Aşağıda verilen, çiftçilerin 2020 yılında yaşadığı sorunları anlatan metni son cümlesinden sonra sürdürür müsünüz?

━━━━━ Alıştırma metni ━━━━━

Çiftçi üretti, ürün tarlada kaldı
 
2020 yılının başında soğan ve patateste, bahar aylarında ise limonda kısıtlama kararı alan AKP iktidarının üreticiyi zor durumda bıraktığını kaydeden Sarıbal, “Kararlar nedeniyle Çorum ve Ankara başta olmak üzere birçok ilde soğan çürümeye terk edildi.  Limon dalında kaldı” dedi. AKP Genel Başkanı Tayyip Erdoğan ile Tarım ve Orman Bakanı Bekir Pakdemirli’nin pandemi sürecinde çiftçiye “Üretin. Tek karış yer boş kalmasın, gerekirse ürününüzü biz alırız” dediğini hatırlatan Sarıbal, “Çiftçi üretti ama ürünü tarlada kaldı. Domates, biber, patates tarlada kaldı. Ama ‘üretin gerekirse ürününüzü devlet alır’ diyenler ses çıkarmadı. AKP Genel Başkanı  ‘ambarın anahtarı kimin elindeyse güç de onun elinde olur' demişti. Yine ‘tarım milli savunma kadar stratejiktir’ demişlerdi. Ama pandemi sürecinde çiftçiye gereken desteği vermediler” dedi.
 
Afet yılı
 
2020 yılında 70’ten fazla ilde iklim değişikliklerinden kaynaklı doğal afetler yaşandığını kaydeden aktaran Sarıbal, Türkiye’de doğal afetlerden kaynaklı çiftçi kayıplarını telafi edecek bir mekanizma bulunmadığını, çiftçinin oluşan zararlarının karşılanmadığını kaydetti. Sarıbal, ciddi bir kuraklık sorunu yaşandığını ama bu konuda herhangi bir plan, program yapılmadığını da söyledi.

━━━━━ Sağlanan materyal ━━━━━

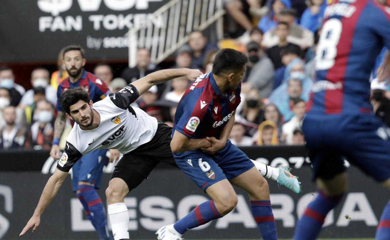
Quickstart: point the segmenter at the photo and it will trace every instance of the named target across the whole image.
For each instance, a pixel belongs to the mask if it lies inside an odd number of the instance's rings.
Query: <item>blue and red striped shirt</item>
[[[94,103],[103,99],[111,92],[103,81],[92,73],[83,70],[81,77],[75,82],[72,83],[67,77],[60,83],[57,89],[57,105],[55,109],[63,111],[60,104],[60,96],[64,91],[69,88],[81,87],[89,94],[89,97]]]
[[[213,72],[199,76],[187,89],[175,114],[175,130],[191,138],[219,138],[241,101],[241,84],[222,95]]]
[[[370,113],[370,75],[390,47],[390,8],[374,0],[336,0],[328,6],[317,47],[308,114]]]

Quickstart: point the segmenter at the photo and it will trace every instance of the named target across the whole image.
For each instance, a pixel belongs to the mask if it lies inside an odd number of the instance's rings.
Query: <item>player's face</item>
[[[92,125],[94,121],[94,114],[92,111],[92,101],[89,104],[82,100],[71,106],[70,116],[77,124],[80,126],[88,127]]]
[[[244,73],[245,72],[245,65],[243,66],[241,70],[236,72],[234,74],[229,74],[229,88],[231,90],[236,90],[243,77],[244,77]]]
[[[81,73],[85,64],[85,60],[83,58],[80,51],[71,50],[65,53],[62,64],[69,76],[76,77]]]

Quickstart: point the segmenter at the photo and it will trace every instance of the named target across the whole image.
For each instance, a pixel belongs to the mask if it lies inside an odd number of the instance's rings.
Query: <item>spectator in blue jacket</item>
[[[291,7],[290,0],[271,0],[271,2],[272,9],[268,14],[263,16],[257,26],[264,33],[276,26],[277,16],[282,9]]]
[[[324,0],[310,0],[301,18],[301,26],[314,32],[321,26],[326,4]]]

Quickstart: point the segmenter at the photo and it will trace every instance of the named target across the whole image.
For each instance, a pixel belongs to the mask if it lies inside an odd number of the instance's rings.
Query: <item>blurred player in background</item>
[[[78,45],[65,47],[62,53],[62,64],[69,77],[60,83],[57,89],[57,118],[54,123],[54,135],[50,156],[60,158],[59,139],[64,133],[66,121],[66,113],[60,104],[60,96],[69,88],[80,87],[89,94],[94,102],[104,98],[110,92],[104,82],[83,67],[85,64],[84,51]],[[95,189],[99,189],[102,171],[105,165],[106,149],[99,149],[83,156],[73,166],[72,189],[83,205],[87,217],[91,221],[101,239],[110,239],[107,221],[101,200]],[[115,154],[118,156],[119,152]]]
[[[160,228],[156,232],[158,239],[181,239],[187,230],[230,212],[238,201],[232,184],[249,194],[252,214],[262,238],[277,239],[267,181],[248,156],[228,140],[241,102],[241,80],[247,61],[240,52],[220,50],[212,71],[197,79],[179,103],[170,144],[175,161],[212,200],[201,203],[174,224]],[[209,141],[211,146],[194,144],[202,138]],[[287,167],[275,170],[275,173],[284,177],[283,181],[294,187],[292,190],[300,191],[298,179]]]
[[[373,113],[369,81],[376,57],[390,47],[390,9],[373,0],[340,0],[327,7],[324,19],[302,126],[319,191],[297,223],[295,240],[316,239],[341,200],[344,157],[390,189],[390,136]],[[390,75],[390,65],[385,66],[380,81]],[[390,239],[390,202],[376,239]]]

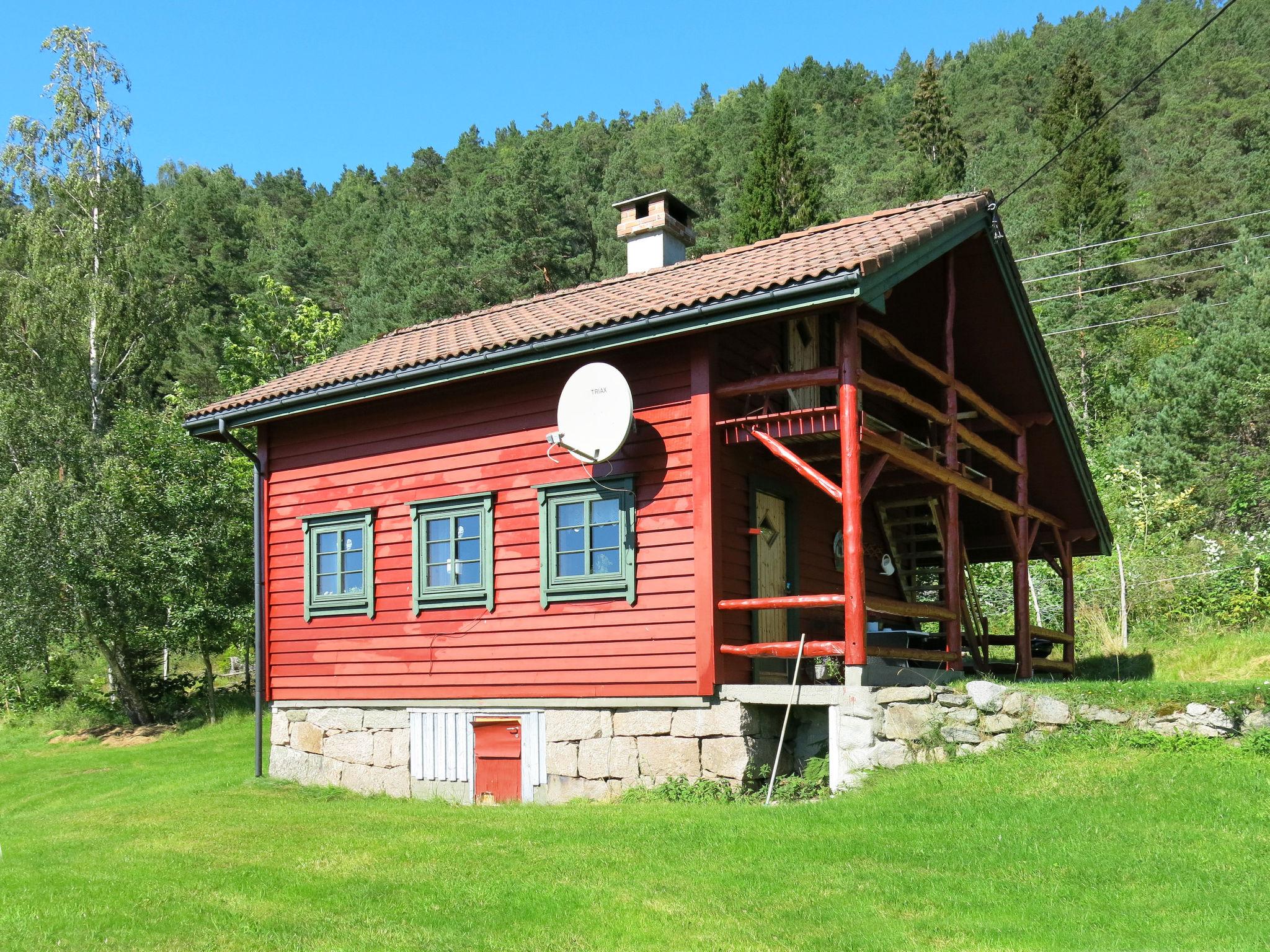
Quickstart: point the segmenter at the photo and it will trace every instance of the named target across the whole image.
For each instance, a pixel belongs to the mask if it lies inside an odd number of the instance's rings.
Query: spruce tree
[[[789,98],[773,86],[742,184],[737,241],[776,237],[820,221],[819,175],[803,146]]]
[[[904,119],[903,138],[904,145],[935,168],[940,188],[958,188],[965,179],[965,143],[952,124],[952,110],[944,96],[933,51],[917,79],[913,110]]]
[[[1102,113],[1102,93],[1090,63],[1074,50],[1055,76],[1054,91],[1041,113],[1041,136],[1062,149]],[[1090,129],[1058,161],[1052,230],[1085,241],[1119,237],[1125,225],[1125,185],[1120,176],[1120,143],[1107,123]]]

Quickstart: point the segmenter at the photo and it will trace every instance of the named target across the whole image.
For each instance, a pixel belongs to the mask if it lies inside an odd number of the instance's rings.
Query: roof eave
[[[770,317],[784,311],[850,301],[859,296],[860,270],[841,270],[767,291],[738,294],[723,301],[644,315],[572,334],[461,354],[419,367],[406,367],[298,393],[286,393],[249,406],[230,407],[194,416],[185,420],[184,426],[194,437],[221,440],[222,421],[225,426],[230,428],[254,426],[283,416],[295,416],[330,406],[450,383],[480,373],[512,369],[546,360],[558,360],[578,353],[607,350],[663,336]]]
[[[992,212],[988,212],[988,216],[991,220]],[[1105,556],[1111,555],[1114,539],[1111,523],[1107,522],[1106,512],[1102,509],[1102,500],[1099,499],[1099,490],[1093,485],[1093,473],[1090,471],[1090,463],[1085,458],[1085,448],[1081,446],[1080,434],[1076,432],[1076,421],[1072,419],[1072,414],[1067,406],[1067,397],[1063,396],[1062,387],[1058,383],[1058,374],[1054,372],[1054,364],[1049,359],[1049,350],[1045,349],[1045,339],[1041,336],[1040,325],[1036,324],[1036,315],[1031,308],[1031,302],[1027,300],[1022,275],[1019,273],[1019,265],[1015,263],[1013,253],[1010,250],[1010,242],[1006,240],[1003,231],[993,228],[988,234],[988,244],[992,246],[992,256],[996,259],[997,268],[1006,283],[1006,291],[1013,305],[1015,316],[1019,319],[1019,326],[1024,331],[1024,340],[1031,352],[1033,360],[1036,363],[1036,369],[1040,372],[1041,386],[1045,388],[1050,413],[1054,414],[1054,425],[1058,426],[1067,456],[1072,462],[1072,468],[1076,471],[1081,495],[1085,498],[1085,504],[1088,506],[1090,515],[1093,519],[1093,529],[1099,536],[1099,551]]]

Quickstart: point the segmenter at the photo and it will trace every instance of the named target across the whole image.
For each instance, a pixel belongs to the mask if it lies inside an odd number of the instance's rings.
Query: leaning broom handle
[[[776,768],[781,763],[781,748],[785,746],[785,727],[787,727],[790,722],[790,708],[794,707],[794,702],[798,699],[798,669],[803,666],[804,644],[806,644],[805,631],[798,640],[798,659],[794,661],[794,680],[790,683],[790,702],[785,704],[785,720],[781,721],[781,739],[776,741],[776,758],[772,760],[772,776],[767,781],[767,800],[763,801],[763,806],[771,806],[772,803],[772,790],[776,787]]]

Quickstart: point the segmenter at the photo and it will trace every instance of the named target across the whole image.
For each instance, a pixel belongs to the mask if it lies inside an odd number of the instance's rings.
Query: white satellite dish
[[[622,448],[635,425],[635,401],[621,371],[588,363],[560,391],[555,433],[547,443],[568,449],[584,463],[602,463]]]

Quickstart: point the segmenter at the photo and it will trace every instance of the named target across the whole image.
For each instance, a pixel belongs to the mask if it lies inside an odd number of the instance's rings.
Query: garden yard
[[[0,948],[1270,944],[1248,743],[1102,727],[827,802],[450,807],[253,781],[250,730],[0,729]]]

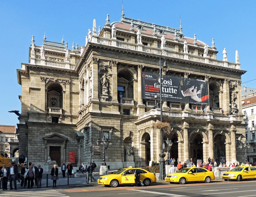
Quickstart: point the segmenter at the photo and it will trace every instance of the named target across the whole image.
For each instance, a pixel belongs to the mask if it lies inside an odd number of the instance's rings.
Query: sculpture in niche
[[[50,157],[47,158],[47,161],[45,165],[52,165],[53,164],[57,164],[56,161],[52,160]]]
[[[125,147],[127,155],[131,155],[132,154],[132,148],[131,146],[131,144],[128,144]]]

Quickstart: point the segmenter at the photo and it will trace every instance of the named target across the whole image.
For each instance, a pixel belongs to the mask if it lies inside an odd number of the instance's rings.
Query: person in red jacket
[[[179,163],[177,166],[177,168],[179,170],[182,168],[182,165],[180,162],[179,162]]]

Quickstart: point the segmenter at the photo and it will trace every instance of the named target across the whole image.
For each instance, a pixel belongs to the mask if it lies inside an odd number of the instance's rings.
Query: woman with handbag
[[[70,177],[71,177],[71,175],[72,175],[72,171],[73,171],[73,166],[69,162],[68,163],[68,166],[67,168],[68,169],[68,173],[70,176]]]
[[[2,181],[3,190],[7,190],[7,184],[9,177],[8,170],[5,164],[3,166],[3,168],[0,170],[0,180]]]
[[[52,175],[51,180],[53,180],[53,184],[52,186],[53,188],[54,187],[57,188],[56,184],[57,182],[57,180],[59,180],[59,177],[58,177],[58,175],[59,175],[59,169],[57,168],[57,165],[56,164],[54,164],[51,171],[51,175]]]

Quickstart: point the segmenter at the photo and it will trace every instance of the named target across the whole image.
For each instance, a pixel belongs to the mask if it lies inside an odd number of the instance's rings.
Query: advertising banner
[[[160,100],[159,74],[142,72],[142,97]],[[163,101],[209,105],[209,85],[206,81],[162,76],[162,99]]]
[[[71,151],[68,152],[68,162],[75,163],[75,151]]]

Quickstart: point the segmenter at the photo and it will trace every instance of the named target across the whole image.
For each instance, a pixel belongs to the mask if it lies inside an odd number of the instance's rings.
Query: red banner
[[[75,151],[71,151],[68,152],[68,162],[75,163]]]

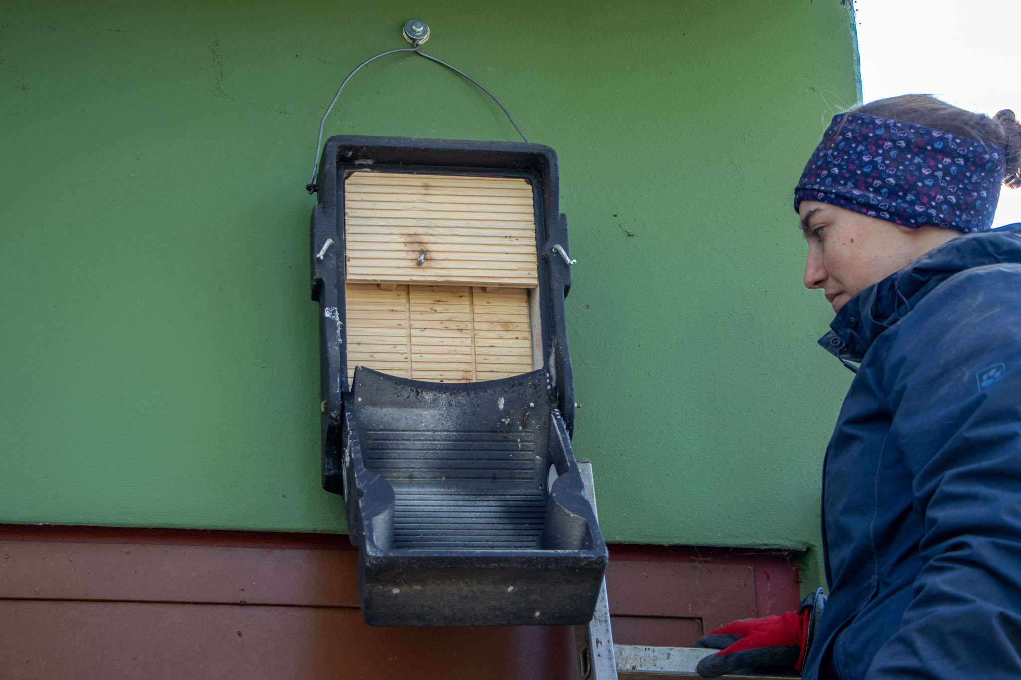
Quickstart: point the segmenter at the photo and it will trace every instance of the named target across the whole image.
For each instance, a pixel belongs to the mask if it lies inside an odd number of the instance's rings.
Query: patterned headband
[[[794,212],[801,201],[821,201],[904,226],[981,231],[992,225],[1003,176],[1000,147],[838,113],[794,189]]]

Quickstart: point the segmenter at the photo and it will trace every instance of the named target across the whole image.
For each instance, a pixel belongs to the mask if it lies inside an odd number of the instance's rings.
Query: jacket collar
[[[876,338],[937,285],[965,269],[998,262],[1021,262],[1021,222],[952,239],[865,289],[840,308],[819,345],[838,359],[862,361]]]

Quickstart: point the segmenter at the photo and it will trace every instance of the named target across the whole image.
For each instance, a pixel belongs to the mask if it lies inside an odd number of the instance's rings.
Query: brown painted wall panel
[[[606,596],[611,616],[696,618],[713,630],[756,616],[755,570],[747,565],[611,561]]]
[[[785,555],[612,545],[611,558],[619,642],[689,644],[797,601]],[[357,608],[346,536],[0,525],[4,680],[577,677],[566,628],[375,628]]]
[[[389,628],[356,609],[0,600],[0,677],[578,677],[567,627]]]
[[[690,647],[701,637],[700,619],[612,616],[614,644],[642,644],[657,647]]]
[[[0,598],[358,607],[358,554],[7,540]]]

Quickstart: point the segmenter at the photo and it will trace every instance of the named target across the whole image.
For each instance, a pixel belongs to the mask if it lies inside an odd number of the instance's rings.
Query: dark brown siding
[[[0,548],[2,678],[577,677],[567,627],[366,625],[346,536],[0,525]],[[796,605],[785,556],[691,550],[612,546],[616,641]]]

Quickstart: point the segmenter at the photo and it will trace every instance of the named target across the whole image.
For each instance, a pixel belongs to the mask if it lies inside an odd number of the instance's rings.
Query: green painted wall
[[[315,126],[406,44],[560,153],[569,336],[614,541],[818,542],[849,374],[791,188],[856,98],[837,0],[36,2],[0,13],[0,521],[342,530],[319,488]],[[395,55],[328,134],[515,141]]]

━━━━━

▶ [Görevin yanıtı]:
Tarım ekim alanlarındaki daralmanın, buna bağlı olarak çiftçi sayısı ve tarımdaki istihdamın 2020’de de düşmeye devam ettiğini kaydeden Sarıbal, artan nüfusa rağmen tarımsal yeterli tarımsal üretimin gerçekleşmediğini anlattı.
 
Sıfır gümrükle ithalat
 
Üretimin arttırılmasına dönük politika geliştirmek yerine AKP’nin ithalatı öncelediğini ifade eden Sarıbal, “2020 yılı ithalat kararlarıyla Türkiye Cumhuriyeti’nin tarihine ‘kara yıl’ olarak geçecek bir yıldır” dedi. “Tarım Bakanı çıkıyor ve La Fontaine’den masallar okuyor. ‘Her şey çok güzel. Hiçbir problemimiz yok. Dünyanın en iyi ülkelerinden bir tanesiyiz’ diyor. Ama üstü üste gümrük indirimleri yapılıyor” diyen Sarıbal, 3 Nisan’da, 18 Nisan’a, 5 Ağustos’ta, 21 Ağustos’ta, 21 Ekim’de, 5 Kasım’da, 25 Kasım’da, 17 Aralık’ta ve son olarak 23 Aralık’ta alınan kararlarla buğday, arpa, mısır başta olmak üzere birçok tarım ürününde gümrüklerin ya sıfırlandığını ya da minimize edildiğini söyledi. Sarıbal, “Tüm dünya özellikle stratejik ürünlerde buğday, ayçiçeği, mısır, soya gibi temel ürünlerde kısıta gitti, stoklarını korudu. Covid-19 nedeniyle tedbir aldı. Biz ise elimizde ürün olmadığını biliyorduk. Bunun için gümrük duvarlarını indirmeye başladık. Tarım dış ticaretinde dışa bağımlı olduğumuzu bir kez daha paylaşmak isterim” diye konuştu.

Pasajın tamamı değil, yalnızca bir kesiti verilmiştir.